▶ **Consigne A**
Relevez tous les articles de code cités dans le texte sur la clause d'exclusion en SAS, en précisant l'alinéa et le code.
▶ **Consigne B**
Dans le texte sur la clause d'exclusion en SAS, reformulez sous forme de liste le paragraphe commençant par « Les faits ayant conduit », en gardant ses faits principaux.
▶ **Consigne C**
Poursuivez le texte sur la clause d'exclusion en SAS à partir de sa dernière phrase.

▶ **Texte à lire**
Pour mémoire, le Conseil constitutionnel avait été saisi[2] de quatre questions prioritaires de constitutionnalité (« QPC ») interrogeant la conformité des articles L. 227-16, alinéa 1 et L. 227-19, alinéa 2 du code de commerce au droit de propriété garanti constitutionnellement[3].


L'article L. 227-16, alinéa 1 du code de commerce pose le principe de la clause d'exclusion statutaire dans une SAS et de la libre détermination de ses modalités de mise en œuvre dans les statuts. L'article L. 227-19, alinéa 2 du code de commerce, quant à lui, prévoit, depuis l'entrée en vigueur de la loi Soilihi le 21 juillet 2019[4], que la clause d'exclusion statutaire ne peut être adoptée ou modifiée que par une décision collective des associés prises dans les conditions et formes prévues par les statuts. L'objectif de la loi Soilihi était de donner davantage de souplesse et de liberté aux associés de SAS ainsi que d'éviter certaines situations de blocages à l'occasion de l'adoption ou de la modification d'une clause d'exclusion statutaire. Avant cette loi, la clause d'exclusion statutaire d'une SAS ne pouvait en effet être adoptée ou modifiée qu'à l'unanimité des associés. En pratique, les statuts prévoient le plus souvent aujourd'hui que la clause d'exclusion statutaire ne pourra être adoptée ou modifiée qu'à la majorité prévue pour les décisions extraordinaires, à savoir une majorité qualifiée (3/4 des actions composant le capital social par exemple) et plus rarement l'unanimité.

 

Il est important ici de rappeler la jurisprudence constante de la Cour de cassation selon laquelle l'associé dont l'exclusion est envisagée doit pouvoir participer au vote de la décision[5]. L'article 1844, alinéa 1 du code civil dispose en effet que « tout associé a le droit de participer aux décisions collectives ». Ainsi, si les statuts peuvent librement organiser la procédure d'exclusion, ils ne peuvent pas prévoir que l'associé concerné par l'exclusion ne pourra pas prendre part au vote[6], ni que son vote ne sera pas pris en compte pour le calcul des voix[7], ni même qu'il ne pourra pas être présent à l'assemblée générale devant statuer sur son exclusion.

 

Les faits ayant conduit à la transmission des QPC au Conseil constitutionnel par la Cour de cassation sont les suivants : un salarié était associé d'une SAS (« le requérant »). Les statuts de cette SAS subordonnaient la qualité d'associé à celle de salarié ou de mandataire social de la société. Les statuts contenaient donc une clause d'exclusion statutaire selon laquelle la perte de la qualité de salarié ou de mandataire social de la société était un motif d'exclusion de l'associé. Le requérant ayant fait l'objet d'un licenciement, les associés s'étaient donc réunis et avaient voté en faveur de son exclusion, après avoir pris le soin au préalable de modifier la clause d'exclusion statutaire qui prévoyait jusqu'alors que l'associé concerné par l'exclusion ne pouvait pas prendre part au vote.

▶ **Données enregistrées**
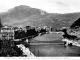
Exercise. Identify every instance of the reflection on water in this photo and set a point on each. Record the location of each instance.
(54, 50)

▶ **Réponse rédigée A**
- Article L. 227-16, alinéa 1 du code de commerce
- Article L. 227-19, alinéa 2 du code de commerce
- Article 1844, alinéa 1 du code civil

▶ **Réponse rédigée B**
Faits à l'origine de la transmission des QPC par la Cour de cassation au Conseil constitutionnel :
- Un salarié, le requérant, était associé d'une SAS.
- Les statuts de la SAS réservaient la qualité d'associé aux salariés et aux mandataires sociaux de la société.
- Une clause d'exclusion statutaire faisait de la perte de la qualité de salarié ou de mandataire social un motif d'exclusion.
- Le requérant a été licencié.
- Cette clause prévoyait jusqu'alors que l'associé visé par l'exclusion ne pouvait pas voter. Les associés l'ont d'abord modifiée.
- Ils ont ensuite voté l'exclusion du requérant.

▶ **Réponse rédigée C**
 

Le requérant, qui avait donc pris part au vote concernant son exclusion, souleva devant le tribunal de commerce de Paris la nullité de la modification de la clause d'exclusion statutaire ainsi que de la décision d'exclusion. Parallèlement, il déposa 4 QPC et invoqua la non-conformité des articles L. 227-16, alinéa 1 et L. 227-19, alinéa 2 du code de commerce avec le droit de propriété, garanti constitutionnellement. Il estimait que le fait qu'un associé puisse être forcé de céder ses actions en vertu d'une clause statutaire à laquelle il n'aurait pas consenti constituait une violation du droit de propriété garanti par l'article 17 de la DDHC, arguant notamment que l'atteinte à ce droit inviolable et sacré n'est possible qu'en cas de nécessité publique prévue par la loi (c'est-à-dire un motif d'intérêt général) et après octroi d'une indemnité préalable et considérée comme juste au vu de la gravité de l'atteinte.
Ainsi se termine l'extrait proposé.